ACTIONS TO TAKE —
1/ From the sewage session description, copy out the passage starting at "Umbrella Team Representative: Dr." up to and including "of Birmingham, UK.".
2/ According to the sewage session description, why does the Chinese sewage treatment plant make an excellent case for recovering phosphorus? Answer in one to three sentences.
3/ In the sewage session description, who is named as the Case Agent / Practice Lead?

MLS 1.3: Sewage

Practice and options for better phosphorus recycling in the Changping or Xiaojiahe sewage plant.

The Mutual Learning Sessions (MLS) compliment the guiding theme of the conference (“learning from cases – exploring policy options) by encouraging participants to focus on specific, real-world cases and gain a greater understanding of the context and complexities of each case. The aim is to understand the mechanisms, options and barriers of successful sustainable transitions at an individual case, and then extract generic conclusions that can be applied to other, similar cases or general strategies.

MLS 1.3 will consider the practice and options for phosphorus recovery at a Chinese sewage treatment plant. Sewage treatment plants receive considerable amounts of P from human and industrial wastes, and in order to close the loop on P flows, this must be recovered and recycled. The Chinese sewage treatment plant studied in MLS 1.3 serves as an excellent case for recovering P from sewage, as it receives huge amounts of P from the wastes of a mega city and is situated within a country with high P demand for agriculture. Participants will gain a greater understanding of the sewage plant itself by studying an information booklet that will be provided before the conference. This will include information about the existing operational and regulatory conditions, as well as societal or cultural aspects associated with recycling P from sewage. Participants will further increase their understanding of the specific case during the conference by visiting the sewage treatment plant and discussing the case with practitioners. The state-of-the-art technological options for phosphorus recovery at various stages throughout the treatment process will be assessed in the context of this specific sewage plant, including the direct application of sewage sludge to agricultural land and the potential options for recovery of struvite or HAP from the liquid phase, sewage sludge and incineration ashes. This will lead to an identification of the opportunities (what is possible?) and the barriers (what is hampered?) for implementing such recovery technologies, and the development of potential solutions (how can the “impossible” become possible?) for increased P recovery. The aim is that the lessons learned from this process will have generic aspects that can be applied to other sewage plants, and will be useful in the development of general strategies for recycling P from sewage.


Umbrella Team Representative: Dr. Christian Kabbe, Berlin Center of Competence for Water.

Case Scientist /Science Lead: Yanming Li, China Agriculture University, Beijing.

Case Agent / Practice Lead: Tao Zhang, China Agriculture University, Beijing.

Support Team: James Cooper, University of Birmingham, UK.

DATASET CONTENT —
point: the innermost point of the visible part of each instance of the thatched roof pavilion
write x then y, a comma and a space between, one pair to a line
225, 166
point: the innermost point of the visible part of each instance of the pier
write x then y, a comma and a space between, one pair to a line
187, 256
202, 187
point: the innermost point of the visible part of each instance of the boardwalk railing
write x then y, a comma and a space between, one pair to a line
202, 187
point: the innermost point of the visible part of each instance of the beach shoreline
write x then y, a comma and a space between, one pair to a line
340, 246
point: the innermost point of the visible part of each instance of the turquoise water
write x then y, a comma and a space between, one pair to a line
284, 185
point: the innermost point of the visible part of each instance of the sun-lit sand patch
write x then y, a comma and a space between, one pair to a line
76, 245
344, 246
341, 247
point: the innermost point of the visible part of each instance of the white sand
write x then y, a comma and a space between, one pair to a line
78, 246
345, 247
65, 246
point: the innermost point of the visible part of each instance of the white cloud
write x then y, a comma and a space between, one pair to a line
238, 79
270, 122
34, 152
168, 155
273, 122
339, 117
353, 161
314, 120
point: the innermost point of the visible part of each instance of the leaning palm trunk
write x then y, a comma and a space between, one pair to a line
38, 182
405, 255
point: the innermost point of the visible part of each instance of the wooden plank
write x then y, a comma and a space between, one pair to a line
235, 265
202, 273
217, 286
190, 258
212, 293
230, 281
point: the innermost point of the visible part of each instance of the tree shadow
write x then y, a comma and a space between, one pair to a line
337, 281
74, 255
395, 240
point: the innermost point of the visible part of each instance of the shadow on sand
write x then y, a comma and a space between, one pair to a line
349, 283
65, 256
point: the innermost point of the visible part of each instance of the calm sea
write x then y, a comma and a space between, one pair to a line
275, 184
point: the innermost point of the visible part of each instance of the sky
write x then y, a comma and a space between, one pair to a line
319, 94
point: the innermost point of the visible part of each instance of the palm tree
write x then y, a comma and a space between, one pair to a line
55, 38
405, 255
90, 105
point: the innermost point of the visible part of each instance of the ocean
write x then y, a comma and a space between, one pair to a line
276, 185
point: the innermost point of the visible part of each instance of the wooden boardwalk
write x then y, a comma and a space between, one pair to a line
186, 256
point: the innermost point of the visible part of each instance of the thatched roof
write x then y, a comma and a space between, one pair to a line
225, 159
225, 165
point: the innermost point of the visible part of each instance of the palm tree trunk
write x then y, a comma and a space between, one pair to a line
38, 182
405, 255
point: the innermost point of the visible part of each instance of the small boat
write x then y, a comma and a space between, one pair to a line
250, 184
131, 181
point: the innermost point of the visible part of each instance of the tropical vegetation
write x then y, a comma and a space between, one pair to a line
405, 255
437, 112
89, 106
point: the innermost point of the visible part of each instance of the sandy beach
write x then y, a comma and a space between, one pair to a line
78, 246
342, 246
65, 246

THE ANSWERS —
1/
Umbrella Team Representative: Dr. Christian Kabbe, Berlin Center of Competence for Water.

Case Scientist /Science Lead: Yanming Li, China Agriculture University, Beijing.

Case Agent / Practice Lead: Tao Zhang, China Agriculture University, Beijing.

Support Team: James Cooper, University of Birmingham, UK.

2/ It receives huge amounts of phosphorus from the wastes of a mega city. It is also in a country with high phosphorus demand for agriculture.

3/ Tao Zhang, of China Agriculture University, Beijing.